◆ Required action
Look through the records below and say how many lines include "lawn". Give only that number.
::::::
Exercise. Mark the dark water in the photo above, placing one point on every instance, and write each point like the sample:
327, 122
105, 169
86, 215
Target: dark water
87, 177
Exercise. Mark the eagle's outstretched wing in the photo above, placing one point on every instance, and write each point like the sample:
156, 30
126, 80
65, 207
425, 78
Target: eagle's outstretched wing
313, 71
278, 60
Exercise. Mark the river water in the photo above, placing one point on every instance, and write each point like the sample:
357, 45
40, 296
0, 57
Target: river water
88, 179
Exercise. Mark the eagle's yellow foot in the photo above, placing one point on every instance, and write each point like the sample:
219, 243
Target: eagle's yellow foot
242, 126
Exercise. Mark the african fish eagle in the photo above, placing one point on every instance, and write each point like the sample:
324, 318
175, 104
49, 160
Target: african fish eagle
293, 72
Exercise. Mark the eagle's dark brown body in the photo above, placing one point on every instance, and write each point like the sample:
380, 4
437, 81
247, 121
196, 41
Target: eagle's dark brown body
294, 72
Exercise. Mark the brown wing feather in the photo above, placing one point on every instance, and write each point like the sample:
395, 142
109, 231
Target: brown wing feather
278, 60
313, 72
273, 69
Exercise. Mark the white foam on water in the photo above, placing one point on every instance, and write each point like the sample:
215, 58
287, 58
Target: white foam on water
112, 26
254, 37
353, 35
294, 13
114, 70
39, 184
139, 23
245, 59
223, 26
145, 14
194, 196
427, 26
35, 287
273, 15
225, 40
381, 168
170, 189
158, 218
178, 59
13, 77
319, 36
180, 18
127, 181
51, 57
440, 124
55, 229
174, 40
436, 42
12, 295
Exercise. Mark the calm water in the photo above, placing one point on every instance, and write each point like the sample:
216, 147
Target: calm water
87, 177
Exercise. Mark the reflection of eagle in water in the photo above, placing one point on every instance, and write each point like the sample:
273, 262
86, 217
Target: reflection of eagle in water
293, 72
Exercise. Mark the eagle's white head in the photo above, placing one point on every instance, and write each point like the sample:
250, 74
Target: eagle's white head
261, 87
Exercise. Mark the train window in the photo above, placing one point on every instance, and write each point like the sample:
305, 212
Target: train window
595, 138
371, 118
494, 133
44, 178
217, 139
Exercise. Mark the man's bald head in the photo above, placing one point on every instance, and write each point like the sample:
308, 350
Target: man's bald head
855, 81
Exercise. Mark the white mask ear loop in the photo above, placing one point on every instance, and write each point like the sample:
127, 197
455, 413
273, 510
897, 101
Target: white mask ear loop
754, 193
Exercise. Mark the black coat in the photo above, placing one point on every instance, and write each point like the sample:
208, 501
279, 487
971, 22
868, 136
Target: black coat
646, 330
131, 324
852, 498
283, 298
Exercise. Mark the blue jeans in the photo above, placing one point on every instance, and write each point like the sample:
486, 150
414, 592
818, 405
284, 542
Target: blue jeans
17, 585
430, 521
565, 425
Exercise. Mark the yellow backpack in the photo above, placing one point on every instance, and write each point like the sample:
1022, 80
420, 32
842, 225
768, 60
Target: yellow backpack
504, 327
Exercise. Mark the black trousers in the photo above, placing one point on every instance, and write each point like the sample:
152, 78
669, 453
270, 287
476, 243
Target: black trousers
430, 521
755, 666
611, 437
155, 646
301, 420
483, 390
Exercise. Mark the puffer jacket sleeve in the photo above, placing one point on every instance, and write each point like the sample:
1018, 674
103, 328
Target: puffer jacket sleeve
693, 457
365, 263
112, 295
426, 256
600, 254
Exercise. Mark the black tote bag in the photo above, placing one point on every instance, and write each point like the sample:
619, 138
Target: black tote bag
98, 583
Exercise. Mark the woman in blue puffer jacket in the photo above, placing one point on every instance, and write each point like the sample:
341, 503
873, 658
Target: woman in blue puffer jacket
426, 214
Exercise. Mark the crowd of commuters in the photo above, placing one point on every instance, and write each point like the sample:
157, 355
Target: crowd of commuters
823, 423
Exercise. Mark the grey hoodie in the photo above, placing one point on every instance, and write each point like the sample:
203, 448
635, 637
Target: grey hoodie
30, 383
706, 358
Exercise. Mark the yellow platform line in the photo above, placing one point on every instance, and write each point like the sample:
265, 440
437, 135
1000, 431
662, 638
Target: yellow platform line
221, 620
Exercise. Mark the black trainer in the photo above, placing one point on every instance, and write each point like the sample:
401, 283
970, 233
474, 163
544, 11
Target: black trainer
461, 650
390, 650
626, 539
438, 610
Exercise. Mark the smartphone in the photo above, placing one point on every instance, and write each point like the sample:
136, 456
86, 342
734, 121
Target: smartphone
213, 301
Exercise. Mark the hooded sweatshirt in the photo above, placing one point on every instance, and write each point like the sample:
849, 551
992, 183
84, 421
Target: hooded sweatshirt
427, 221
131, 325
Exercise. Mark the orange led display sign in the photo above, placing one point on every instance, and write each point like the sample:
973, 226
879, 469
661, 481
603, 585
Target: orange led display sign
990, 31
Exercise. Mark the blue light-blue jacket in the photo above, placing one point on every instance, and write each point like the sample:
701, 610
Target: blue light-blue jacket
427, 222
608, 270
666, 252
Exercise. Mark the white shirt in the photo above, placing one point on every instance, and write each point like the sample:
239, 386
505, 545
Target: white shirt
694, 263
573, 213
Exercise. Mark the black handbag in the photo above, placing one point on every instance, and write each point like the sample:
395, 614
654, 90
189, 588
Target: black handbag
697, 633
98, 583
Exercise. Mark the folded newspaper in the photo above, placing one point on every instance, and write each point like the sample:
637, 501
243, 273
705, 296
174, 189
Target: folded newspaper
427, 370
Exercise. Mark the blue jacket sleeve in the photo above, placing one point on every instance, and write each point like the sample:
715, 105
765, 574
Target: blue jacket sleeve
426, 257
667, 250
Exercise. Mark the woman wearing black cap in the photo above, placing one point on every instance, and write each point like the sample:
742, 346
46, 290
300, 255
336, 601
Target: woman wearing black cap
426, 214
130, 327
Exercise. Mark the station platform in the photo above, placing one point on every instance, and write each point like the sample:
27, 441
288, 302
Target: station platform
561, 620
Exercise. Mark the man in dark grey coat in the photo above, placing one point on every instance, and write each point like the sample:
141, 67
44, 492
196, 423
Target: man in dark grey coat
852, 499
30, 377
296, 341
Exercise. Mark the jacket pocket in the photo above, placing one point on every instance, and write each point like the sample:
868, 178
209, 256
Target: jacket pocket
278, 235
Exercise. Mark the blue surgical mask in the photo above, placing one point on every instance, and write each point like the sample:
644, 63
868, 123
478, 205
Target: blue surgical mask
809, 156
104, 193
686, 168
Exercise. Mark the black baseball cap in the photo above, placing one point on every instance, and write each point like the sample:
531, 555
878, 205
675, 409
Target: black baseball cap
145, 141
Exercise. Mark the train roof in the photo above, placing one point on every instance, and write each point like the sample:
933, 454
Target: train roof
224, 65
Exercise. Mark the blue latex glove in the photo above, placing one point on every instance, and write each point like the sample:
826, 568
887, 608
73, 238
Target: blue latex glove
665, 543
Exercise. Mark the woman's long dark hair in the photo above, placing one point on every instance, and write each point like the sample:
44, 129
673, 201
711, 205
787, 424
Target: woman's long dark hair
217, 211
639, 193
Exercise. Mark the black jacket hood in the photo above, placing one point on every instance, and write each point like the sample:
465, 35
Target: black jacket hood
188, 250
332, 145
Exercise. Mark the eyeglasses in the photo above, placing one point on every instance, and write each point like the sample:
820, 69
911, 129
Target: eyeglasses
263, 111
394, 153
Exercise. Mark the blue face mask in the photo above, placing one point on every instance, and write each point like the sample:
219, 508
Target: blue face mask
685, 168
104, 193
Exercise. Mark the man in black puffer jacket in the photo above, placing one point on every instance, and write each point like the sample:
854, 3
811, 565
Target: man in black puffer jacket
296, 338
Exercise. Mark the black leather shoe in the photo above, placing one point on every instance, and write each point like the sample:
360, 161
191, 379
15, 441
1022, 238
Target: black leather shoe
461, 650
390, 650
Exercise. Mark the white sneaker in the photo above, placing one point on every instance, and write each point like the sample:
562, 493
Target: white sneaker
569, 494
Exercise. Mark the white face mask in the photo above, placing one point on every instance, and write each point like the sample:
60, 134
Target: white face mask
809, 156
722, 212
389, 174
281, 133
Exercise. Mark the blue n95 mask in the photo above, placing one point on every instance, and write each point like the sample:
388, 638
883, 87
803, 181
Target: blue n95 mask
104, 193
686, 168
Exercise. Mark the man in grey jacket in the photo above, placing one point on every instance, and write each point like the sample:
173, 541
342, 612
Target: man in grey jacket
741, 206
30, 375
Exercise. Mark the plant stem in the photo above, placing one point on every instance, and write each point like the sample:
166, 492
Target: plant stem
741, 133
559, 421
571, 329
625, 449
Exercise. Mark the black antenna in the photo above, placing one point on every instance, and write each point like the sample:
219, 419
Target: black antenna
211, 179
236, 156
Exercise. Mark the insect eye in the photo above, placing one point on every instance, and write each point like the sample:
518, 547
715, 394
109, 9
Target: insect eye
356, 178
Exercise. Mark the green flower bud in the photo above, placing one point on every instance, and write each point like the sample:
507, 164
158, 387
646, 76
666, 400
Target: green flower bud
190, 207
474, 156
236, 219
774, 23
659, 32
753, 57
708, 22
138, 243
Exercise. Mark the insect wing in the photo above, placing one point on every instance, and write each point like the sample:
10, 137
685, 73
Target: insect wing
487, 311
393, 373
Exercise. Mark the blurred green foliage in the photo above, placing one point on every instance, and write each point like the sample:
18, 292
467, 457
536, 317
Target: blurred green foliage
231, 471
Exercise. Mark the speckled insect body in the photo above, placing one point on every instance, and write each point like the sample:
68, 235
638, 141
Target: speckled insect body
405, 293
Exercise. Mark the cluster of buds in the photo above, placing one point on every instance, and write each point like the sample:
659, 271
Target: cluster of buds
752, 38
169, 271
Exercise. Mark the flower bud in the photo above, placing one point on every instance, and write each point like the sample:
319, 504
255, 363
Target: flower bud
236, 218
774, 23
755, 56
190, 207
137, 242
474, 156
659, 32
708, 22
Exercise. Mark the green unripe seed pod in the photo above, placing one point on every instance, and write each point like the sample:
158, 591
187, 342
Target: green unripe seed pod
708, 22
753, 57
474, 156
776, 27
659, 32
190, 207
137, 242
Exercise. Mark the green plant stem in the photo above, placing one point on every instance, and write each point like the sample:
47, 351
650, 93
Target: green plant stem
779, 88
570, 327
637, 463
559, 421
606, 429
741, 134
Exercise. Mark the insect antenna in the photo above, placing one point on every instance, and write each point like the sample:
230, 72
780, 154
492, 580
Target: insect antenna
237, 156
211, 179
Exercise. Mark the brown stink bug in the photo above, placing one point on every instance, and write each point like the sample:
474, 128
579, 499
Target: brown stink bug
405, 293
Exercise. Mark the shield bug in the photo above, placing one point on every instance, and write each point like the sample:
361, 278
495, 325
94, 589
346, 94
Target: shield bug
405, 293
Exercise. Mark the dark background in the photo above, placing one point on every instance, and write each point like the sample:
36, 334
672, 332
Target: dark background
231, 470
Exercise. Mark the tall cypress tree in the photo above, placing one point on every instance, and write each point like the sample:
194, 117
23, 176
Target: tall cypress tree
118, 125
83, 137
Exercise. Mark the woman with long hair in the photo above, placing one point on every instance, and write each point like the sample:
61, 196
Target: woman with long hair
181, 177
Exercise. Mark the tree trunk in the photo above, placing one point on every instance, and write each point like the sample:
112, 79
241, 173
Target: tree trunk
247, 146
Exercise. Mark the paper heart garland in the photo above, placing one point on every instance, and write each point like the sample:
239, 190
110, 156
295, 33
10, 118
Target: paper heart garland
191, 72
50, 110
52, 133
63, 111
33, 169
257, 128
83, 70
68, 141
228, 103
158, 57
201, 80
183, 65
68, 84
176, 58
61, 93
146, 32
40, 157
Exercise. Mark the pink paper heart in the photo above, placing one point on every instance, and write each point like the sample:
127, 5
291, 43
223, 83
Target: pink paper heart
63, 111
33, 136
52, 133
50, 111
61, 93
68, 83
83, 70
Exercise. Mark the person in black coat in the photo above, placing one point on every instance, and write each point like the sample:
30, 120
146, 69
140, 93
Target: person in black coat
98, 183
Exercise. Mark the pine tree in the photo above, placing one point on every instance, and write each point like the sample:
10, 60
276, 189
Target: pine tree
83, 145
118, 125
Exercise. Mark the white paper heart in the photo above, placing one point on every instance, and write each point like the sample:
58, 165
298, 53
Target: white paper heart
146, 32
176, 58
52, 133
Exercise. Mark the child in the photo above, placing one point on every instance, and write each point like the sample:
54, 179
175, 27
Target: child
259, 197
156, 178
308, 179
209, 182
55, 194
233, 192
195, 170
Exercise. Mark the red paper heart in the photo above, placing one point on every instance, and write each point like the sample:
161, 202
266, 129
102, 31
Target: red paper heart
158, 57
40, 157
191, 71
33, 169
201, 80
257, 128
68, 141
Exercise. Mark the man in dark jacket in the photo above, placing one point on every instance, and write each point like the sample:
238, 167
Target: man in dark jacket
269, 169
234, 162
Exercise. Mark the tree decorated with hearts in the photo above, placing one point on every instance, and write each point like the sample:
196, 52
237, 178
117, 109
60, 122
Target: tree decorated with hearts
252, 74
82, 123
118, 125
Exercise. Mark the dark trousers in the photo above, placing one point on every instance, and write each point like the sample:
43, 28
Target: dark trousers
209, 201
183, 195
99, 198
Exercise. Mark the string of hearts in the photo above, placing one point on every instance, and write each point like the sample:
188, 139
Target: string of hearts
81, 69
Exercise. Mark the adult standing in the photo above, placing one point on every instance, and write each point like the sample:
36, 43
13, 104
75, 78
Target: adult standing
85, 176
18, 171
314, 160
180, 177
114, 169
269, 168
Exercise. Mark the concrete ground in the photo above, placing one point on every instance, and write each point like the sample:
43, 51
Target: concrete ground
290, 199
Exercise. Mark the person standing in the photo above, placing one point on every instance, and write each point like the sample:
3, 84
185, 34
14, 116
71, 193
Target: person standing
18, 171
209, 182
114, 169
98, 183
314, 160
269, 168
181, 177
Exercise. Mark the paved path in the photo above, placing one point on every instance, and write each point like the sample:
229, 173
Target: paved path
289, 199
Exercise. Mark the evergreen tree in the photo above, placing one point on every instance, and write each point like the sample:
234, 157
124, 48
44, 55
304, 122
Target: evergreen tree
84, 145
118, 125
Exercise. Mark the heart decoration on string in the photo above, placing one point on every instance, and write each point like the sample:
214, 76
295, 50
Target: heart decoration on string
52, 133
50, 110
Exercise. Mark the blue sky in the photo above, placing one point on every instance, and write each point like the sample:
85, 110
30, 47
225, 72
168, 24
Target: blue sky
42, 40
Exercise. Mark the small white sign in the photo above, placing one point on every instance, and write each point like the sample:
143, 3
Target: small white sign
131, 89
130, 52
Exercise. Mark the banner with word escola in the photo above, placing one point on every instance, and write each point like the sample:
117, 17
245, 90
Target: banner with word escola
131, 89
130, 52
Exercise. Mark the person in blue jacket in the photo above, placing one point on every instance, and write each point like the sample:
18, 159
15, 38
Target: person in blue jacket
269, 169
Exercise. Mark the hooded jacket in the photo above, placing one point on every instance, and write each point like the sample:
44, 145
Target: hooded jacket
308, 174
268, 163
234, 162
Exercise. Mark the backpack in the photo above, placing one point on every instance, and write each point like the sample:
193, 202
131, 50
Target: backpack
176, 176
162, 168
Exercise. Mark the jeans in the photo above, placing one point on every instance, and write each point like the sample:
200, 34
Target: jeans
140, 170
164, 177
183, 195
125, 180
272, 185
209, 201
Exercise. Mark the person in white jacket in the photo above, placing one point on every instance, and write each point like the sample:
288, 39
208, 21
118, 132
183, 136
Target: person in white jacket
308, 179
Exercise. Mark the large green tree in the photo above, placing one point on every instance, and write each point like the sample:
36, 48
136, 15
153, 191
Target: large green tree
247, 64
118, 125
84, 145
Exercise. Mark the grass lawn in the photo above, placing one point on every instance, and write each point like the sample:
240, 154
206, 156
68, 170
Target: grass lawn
::::::
◆ Output for this task
2